# Ausgangstext

Solche Berichte liebe ich!
Schön anschaulich und unterhaltsam. Das ist viel besser als alle Angelzeitungen in denen man doch immer wieder das gleiche sieht, weil sich alles nur um Rekordfänge, Montagen und Methoden dreht. Die restlichen Tätigkeiten und Momente eines Anglerlebens gehen so fast immer an einem vorbei. Schön, daß man so auch einmal eine solche Aktion bestaunen kann!!

Cheers,
Oliver


----------



## SchwalmAngler (28. Oktober 2004)

*AW: Abfischen*

Bild1:
Hier ist schön zu sehen wie tief der Schlamm vorm Mönch ist.

Bild2:
Ein Kescher voller Weissfische

Bild3:
Diese Weissfische haben es leider nicht rechtzeitig geschafft und sind im Schlamm verendet.


----------



## SchwalmAngler (28. Oktober 2004)

*AW: Abfischen*

Bild1:
Ein gekescherter Karpfen

Bild2:
Noch ein Karpfen der vomm Schlamm befreit wird

Bild3:
Der gleiche Karpfen noch einmal


----------



## SchwalmAngler (28. Oktober 2004)

# Gestellte Aufgabe 1
Fasse den Absatz des Ausgangstexts, der mit „Schön anschaulich und unterhaltsam“ beginnt, als kurze Stichpunktliste zusammen und behalte dabei seine wesentlichen Aussagen bei.
Der Ausgangstext und die Einträge haben inhaltlich nichts miteinander zu tun.

# Liste der Einträge

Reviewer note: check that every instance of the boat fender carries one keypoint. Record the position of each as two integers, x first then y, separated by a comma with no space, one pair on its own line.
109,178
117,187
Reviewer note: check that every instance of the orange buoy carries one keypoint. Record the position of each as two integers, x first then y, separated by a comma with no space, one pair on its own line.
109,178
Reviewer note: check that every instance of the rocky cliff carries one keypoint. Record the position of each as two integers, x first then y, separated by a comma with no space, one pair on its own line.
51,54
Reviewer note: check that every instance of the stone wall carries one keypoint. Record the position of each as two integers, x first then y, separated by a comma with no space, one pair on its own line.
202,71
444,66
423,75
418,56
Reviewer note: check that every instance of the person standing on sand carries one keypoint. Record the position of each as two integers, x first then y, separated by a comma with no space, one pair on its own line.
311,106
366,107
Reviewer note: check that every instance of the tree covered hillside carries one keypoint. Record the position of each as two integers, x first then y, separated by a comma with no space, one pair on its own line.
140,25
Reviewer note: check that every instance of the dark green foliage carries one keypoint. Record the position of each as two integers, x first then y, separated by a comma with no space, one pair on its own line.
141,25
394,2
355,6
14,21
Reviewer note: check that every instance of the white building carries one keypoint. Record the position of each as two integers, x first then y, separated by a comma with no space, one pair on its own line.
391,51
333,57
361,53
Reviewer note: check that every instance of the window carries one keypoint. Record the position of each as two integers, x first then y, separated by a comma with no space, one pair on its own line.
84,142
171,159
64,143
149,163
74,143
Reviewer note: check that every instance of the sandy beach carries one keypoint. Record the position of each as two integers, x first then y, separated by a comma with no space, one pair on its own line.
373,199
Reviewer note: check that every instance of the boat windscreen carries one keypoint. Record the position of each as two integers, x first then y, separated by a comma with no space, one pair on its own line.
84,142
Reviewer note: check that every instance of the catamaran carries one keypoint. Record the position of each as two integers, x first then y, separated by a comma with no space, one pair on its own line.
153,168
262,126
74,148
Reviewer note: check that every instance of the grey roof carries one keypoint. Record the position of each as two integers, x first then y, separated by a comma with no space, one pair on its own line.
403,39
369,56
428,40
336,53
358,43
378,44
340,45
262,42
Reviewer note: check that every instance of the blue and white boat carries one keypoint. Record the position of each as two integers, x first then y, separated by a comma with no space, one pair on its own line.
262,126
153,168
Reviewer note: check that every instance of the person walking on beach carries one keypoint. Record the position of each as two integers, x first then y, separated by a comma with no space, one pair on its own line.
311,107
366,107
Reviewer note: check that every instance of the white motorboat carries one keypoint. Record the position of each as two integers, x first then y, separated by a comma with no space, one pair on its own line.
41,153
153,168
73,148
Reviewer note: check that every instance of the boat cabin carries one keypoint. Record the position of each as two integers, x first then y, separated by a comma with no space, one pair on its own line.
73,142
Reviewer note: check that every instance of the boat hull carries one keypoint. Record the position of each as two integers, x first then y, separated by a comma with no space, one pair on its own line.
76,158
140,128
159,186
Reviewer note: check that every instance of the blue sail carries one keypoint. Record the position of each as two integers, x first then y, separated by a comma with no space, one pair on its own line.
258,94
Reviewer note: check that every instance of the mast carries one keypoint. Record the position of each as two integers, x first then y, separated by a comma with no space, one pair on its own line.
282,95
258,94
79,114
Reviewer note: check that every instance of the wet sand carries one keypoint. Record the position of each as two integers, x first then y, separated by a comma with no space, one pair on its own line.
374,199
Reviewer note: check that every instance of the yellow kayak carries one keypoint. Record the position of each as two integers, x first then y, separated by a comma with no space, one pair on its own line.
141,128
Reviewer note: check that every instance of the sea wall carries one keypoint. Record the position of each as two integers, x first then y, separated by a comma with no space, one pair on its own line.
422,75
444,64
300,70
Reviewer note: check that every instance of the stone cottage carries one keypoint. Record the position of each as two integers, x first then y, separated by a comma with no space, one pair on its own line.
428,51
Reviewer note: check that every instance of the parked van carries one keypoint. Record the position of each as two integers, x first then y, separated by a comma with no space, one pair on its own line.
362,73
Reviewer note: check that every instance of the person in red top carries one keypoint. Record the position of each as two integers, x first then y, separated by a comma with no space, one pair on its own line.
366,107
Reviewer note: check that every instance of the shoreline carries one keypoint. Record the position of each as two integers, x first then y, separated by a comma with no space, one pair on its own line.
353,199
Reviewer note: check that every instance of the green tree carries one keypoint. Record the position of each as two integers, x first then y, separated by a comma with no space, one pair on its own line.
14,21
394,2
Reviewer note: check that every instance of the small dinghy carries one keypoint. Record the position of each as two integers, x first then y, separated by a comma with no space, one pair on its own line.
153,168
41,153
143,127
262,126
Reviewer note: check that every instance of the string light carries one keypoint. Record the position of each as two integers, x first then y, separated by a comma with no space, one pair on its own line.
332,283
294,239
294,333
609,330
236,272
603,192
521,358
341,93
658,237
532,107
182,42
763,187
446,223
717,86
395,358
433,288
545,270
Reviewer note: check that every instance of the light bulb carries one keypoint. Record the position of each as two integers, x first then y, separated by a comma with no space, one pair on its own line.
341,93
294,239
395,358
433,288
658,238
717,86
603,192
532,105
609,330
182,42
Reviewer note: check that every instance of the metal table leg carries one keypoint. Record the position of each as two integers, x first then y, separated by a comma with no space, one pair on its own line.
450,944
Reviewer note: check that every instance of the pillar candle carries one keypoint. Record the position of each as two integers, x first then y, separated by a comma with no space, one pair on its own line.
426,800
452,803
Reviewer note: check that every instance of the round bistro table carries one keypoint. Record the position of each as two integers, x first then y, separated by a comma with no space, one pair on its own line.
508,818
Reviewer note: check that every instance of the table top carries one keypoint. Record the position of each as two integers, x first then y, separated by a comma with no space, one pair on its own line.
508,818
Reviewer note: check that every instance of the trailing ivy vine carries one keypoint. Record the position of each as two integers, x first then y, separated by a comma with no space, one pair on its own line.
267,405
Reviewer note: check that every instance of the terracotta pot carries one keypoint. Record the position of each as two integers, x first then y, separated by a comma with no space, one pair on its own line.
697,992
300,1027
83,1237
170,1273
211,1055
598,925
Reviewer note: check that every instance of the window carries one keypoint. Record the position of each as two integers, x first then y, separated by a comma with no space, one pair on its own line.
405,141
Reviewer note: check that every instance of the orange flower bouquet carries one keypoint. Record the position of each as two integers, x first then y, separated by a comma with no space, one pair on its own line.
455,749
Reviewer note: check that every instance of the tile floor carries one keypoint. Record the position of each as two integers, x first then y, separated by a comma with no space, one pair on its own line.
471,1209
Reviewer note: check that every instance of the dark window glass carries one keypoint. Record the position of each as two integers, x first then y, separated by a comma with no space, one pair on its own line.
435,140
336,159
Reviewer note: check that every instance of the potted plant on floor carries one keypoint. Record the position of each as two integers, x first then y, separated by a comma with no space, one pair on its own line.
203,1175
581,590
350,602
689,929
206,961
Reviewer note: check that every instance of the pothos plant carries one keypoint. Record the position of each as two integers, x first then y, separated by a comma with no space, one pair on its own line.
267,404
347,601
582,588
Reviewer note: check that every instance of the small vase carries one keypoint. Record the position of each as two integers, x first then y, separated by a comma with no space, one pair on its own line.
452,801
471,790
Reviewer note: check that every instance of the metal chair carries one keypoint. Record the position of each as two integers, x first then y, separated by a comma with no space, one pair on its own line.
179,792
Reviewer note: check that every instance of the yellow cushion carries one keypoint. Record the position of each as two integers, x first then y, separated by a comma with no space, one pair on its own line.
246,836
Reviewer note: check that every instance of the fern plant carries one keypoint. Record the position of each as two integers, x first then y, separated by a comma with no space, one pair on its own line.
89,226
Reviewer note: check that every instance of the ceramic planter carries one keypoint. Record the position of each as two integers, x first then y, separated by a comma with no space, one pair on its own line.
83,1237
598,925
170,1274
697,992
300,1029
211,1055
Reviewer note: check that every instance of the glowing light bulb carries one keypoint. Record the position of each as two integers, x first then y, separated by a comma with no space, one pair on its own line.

# Gestellte Aufgabe 2
Ermittle, in wie vielen Zeilen der Einträge die Zeichenfolge "person" vorkommt, und nenne nur diese Zahl.

# Vollständige Antwort 1
- Anschaulich und unterhaltsam
- Viel besser als alle Angelzeitungen, die immer wieder das Gleiche zeigen, weil sich dort alles nur um Rekordfänge, Montagen und Methoden dreht
- Die übrigen Tätigkeiten und Momente eines Anglerlebens bekommt man dadurch fast nie mit
- Hier kann man auch einmal eine solche Aktion bestaunen

# Vollständige Antwort 2
3